Nothing but the lines from the top of the data to the line holding "positive clicks: (145, 168) (170, 200)" should be printed, word for word and both ends included; leave the pictures out.

- Opening Delimiter -

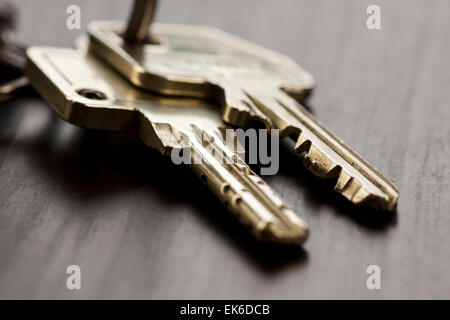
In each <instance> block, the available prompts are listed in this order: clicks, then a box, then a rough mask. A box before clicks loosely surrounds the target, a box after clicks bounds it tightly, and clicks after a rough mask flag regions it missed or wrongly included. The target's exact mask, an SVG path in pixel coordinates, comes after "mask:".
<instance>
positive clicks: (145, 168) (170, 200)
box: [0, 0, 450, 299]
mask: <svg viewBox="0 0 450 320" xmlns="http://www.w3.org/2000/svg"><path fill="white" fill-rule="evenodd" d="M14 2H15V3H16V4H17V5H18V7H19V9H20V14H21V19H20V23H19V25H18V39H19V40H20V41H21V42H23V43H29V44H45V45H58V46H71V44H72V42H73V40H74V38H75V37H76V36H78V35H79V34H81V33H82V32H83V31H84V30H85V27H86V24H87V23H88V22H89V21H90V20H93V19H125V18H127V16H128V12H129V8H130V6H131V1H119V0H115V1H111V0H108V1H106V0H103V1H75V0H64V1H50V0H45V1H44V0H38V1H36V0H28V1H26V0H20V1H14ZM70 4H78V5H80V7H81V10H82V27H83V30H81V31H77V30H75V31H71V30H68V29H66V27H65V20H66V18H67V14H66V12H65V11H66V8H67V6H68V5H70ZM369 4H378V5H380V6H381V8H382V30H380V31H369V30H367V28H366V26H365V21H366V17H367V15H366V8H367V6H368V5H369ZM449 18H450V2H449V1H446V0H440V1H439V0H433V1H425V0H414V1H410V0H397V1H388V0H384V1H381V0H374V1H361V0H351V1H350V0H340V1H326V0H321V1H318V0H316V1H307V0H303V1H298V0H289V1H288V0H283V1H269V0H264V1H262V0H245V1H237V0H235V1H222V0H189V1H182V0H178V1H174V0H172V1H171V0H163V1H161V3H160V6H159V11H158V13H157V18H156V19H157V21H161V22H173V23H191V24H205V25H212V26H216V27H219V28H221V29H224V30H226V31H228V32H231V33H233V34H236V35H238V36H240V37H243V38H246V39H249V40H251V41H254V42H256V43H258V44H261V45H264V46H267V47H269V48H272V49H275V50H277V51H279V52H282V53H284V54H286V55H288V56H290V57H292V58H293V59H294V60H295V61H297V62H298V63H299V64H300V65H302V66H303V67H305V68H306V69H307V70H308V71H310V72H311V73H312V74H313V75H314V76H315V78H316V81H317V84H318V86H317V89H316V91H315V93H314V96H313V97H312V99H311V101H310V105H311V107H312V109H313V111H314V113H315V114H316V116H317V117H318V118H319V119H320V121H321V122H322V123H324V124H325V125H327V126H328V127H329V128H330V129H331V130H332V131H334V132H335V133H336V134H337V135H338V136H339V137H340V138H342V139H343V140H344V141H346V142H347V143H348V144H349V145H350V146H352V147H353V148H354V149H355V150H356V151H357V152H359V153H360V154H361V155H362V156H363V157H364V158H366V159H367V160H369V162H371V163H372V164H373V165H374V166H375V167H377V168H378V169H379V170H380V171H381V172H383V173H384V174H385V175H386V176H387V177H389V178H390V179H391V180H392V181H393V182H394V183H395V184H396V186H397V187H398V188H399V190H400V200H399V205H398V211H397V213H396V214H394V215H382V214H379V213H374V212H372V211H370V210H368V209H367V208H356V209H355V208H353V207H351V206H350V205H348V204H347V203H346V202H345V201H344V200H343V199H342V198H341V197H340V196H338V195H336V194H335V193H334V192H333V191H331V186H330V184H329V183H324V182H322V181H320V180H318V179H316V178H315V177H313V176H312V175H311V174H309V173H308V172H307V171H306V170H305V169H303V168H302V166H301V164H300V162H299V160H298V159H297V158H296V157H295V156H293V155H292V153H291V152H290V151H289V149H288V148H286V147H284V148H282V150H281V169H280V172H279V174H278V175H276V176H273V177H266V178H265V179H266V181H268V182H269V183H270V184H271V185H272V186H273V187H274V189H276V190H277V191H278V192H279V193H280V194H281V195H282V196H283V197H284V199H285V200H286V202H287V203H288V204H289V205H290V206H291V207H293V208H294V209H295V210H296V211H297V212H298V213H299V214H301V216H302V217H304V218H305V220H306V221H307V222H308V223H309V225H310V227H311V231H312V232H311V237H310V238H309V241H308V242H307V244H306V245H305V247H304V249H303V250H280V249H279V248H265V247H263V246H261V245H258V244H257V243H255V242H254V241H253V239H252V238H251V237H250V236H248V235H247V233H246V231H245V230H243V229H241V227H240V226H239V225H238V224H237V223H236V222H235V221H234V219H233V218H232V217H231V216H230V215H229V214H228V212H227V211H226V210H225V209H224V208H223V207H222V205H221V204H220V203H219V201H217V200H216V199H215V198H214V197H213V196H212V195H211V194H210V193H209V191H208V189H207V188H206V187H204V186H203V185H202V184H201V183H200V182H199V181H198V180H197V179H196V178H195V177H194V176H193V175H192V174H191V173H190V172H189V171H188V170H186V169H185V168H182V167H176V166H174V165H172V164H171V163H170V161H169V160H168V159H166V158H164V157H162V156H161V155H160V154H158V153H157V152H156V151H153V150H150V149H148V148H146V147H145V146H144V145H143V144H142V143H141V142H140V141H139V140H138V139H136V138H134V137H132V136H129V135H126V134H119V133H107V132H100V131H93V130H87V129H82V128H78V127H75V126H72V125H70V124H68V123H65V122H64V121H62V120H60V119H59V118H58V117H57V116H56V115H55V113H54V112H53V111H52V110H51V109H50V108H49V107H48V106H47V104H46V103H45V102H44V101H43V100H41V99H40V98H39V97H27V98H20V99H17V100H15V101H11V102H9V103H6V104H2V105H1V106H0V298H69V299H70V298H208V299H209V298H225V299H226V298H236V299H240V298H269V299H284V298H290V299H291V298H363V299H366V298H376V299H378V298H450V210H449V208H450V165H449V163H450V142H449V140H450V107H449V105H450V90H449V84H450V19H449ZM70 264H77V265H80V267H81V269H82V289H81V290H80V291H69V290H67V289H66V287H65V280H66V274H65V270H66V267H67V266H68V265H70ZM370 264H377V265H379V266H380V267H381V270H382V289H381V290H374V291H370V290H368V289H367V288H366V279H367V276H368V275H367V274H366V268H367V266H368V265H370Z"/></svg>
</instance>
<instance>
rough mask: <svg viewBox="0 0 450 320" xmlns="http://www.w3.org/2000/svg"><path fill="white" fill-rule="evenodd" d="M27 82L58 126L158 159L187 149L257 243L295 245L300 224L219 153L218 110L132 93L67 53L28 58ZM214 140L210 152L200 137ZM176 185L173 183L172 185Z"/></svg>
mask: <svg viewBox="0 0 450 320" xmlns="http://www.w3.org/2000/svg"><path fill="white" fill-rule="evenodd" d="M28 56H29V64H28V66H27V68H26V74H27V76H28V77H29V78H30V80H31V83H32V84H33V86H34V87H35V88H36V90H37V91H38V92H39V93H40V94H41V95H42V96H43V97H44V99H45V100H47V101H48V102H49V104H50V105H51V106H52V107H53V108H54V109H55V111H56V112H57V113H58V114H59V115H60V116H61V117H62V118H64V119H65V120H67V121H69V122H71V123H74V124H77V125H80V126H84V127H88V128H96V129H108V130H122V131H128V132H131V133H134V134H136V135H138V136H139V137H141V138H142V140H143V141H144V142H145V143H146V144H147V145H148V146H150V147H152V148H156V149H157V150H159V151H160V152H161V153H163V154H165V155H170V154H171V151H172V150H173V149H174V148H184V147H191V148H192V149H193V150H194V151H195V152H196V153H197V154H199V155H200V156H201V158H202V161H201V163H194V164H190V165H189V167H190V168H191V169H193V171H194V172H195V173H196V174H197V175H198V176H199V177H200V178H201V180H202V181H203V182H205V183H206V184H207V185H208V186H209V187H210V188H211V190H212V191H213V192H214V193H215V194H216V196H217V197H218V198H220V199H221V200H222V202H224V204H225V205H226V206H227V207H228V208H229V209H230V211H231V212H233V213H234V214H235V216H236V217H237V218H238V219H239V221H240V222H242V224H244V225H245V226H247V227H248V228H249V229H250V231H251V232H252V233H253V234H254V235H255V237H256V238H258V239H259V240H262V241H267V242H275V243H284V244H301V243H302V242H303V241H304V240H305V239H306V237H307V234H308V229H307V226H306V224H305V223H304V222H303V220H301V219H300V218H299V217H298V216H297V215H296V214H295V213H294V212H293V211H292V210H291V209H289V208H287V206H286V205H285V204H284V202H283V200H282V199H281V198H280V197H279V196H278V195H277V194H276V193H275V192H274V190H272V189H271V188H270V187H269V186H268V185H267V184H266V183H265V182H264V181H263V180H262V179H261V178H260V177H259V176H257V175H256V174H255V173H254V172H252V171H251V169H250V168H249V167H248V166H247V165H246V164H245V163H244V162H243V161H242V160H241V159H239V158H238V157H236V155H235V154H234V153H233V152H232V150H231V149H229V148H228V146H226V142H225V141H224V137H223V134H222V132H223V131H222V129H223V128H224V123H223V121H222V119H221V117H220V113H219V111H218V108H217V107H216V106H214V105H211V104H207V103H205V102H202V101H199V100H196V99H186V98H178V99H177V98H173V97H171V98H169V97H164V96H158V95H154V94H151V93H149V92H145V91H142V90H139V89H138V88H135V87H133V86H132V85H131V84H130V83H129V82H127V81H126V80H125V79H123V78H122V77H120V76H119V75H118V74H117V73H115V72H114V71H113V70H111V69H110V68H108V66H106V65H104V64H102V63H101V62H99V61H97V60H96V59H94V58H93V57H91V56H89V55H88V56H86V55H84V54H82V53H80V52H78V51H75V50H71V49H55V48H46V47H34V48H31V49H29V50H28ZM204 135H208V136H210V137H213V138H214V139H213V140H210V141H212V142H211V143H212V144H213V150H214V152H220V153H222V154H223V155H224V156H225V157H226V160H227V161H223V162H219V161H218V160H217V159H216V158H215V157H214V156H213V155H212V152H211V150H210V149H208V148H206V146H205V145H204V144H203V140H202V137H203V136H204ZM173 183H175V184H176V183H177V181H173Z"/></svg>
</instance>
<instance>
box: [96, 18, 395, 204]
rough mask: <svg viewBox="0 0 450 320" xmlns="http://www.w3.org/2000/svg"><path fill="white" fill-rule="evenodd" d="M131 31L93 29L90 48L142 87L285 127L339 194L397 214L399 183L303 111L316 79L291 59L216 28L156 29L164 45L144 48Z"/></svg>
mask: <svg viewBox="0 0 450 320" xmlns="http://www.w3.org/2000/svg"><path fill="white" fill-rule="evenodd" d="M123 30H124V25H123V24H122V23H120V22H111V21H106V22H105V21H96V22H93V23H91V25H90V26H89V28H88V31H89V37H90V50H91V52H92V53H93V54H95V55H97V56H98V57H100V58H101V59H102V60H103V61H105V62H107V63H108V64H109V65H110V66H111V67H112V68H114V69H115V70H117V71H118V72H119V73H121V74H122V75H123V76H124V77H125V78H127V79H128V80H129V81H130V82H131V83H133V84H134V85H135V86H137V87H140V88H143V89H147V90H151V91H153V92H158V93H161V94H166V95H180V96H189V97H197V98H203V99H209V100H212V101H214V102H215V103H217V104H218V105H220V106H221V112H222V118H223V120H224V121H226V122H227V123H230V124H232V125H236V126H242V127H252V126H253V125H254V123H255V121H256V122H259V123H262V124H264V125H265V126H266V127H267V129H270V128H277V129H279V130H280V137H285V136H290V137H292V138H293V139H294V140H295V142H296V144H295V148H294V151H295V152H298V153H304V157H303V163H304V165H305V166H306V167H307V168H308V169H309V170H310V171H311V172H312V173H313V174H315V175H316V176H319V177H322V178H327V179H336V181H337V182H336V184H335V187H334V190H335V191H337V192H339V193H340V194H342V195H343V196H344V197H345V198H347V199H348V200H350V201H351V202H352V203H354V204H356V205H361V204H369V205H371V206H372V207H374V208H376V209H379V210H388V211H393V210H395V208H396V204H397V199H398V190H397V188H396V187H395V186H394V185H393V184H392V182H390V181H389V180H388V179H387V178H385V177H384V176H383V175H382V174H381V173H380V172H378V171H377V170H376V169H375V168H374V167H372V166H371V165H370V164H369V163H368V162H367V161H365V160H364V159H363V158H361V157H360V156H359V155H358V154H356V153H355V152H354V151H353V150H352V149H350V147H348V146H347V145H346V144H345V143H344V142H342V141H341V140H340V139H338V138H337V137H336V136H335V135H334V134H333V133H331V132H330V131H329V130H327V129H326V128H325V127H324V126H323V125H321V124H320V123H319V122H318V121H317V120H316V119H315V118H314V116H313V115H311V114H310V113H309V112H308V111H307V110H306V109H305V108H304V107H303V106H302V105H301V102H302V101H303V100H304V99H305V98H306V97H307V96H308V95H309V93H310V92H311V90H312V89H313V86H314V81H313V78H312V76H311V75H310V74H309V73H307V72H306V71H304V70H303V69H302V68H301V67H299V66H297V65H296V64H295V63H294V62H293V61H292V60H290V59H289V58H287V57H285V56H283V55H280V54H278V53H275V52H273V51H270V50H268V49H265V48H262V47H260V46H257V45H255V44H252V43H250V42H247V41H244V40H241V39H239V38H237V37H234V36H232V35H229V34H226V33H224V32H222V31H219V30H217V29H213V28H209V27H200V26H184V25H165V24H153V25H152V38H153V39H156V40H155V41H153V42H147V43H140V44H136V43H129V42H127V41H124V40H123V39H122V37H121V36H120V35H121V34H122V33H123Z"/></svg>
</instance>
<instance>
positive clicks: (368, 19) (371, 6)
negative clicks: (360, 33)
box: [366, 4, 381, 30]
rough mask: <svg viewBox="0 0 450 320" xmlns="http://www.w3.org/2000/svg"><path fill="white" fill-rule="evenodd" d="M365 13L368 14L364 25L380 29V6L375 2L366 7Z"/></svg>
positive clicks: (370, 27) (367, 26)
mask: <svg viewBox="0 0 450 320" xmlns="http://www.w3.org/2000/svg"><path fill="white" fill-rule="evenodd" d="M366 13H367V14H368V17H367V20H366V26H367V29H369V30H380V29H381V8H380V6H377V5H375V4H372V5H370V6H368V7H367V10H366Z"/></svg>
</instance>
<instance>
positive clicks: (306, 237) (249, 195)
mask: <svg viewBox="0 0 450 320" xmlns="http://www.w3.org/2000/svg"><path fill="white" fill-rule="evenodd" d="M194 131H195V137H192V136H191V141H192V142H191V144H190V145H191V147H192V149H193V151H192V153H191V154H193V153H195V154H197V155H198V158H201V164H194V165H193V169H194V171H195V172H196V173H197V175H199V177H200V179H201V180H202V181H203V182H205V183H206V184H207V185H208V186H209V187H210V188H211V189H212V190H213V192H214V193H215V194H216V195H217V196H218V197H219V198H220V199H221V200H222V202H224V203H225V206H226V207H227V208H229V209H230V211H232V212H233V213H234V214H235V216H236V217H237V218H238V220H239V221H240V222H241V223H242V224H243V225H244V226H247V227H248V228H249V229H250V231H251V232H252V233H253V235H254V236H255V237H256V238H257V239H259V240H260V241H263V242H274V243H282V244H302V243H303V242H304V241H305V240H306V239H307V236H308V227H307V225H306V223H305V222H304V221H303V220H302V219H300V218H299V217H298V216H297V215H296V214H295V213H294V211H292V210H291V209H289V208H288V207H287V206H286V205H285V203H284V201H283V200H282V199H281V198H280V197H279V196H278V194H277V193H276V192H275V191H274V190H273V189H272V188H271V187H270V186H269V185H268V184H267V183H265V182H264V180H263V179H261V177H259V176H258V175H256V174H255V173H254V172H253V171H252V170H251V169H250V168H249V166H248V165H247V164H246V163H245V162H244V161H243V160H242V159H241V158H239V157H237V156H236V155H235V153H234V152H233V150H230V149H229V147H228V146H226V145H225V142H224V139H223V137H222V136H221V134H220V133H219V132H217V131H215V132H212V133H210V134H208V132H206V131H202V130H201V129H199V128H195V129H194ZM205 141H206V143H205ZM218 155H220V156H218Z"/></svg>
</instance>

- Closing Delimiter -

▸ **The completed task**:
In each <instance> block, the available prompts are listed in this order: clicks, then a box, then a rough mask. A box before clicks loosely surrounds the target, a box after clicks bounds it tightly, and clicks after a rough mask flag regions it missed or wrongly included. The target's exact mask, an SVG path in pixel coordinates, comes after "mask:".
<instance>
positive clicks: (145, 168) (170, 200)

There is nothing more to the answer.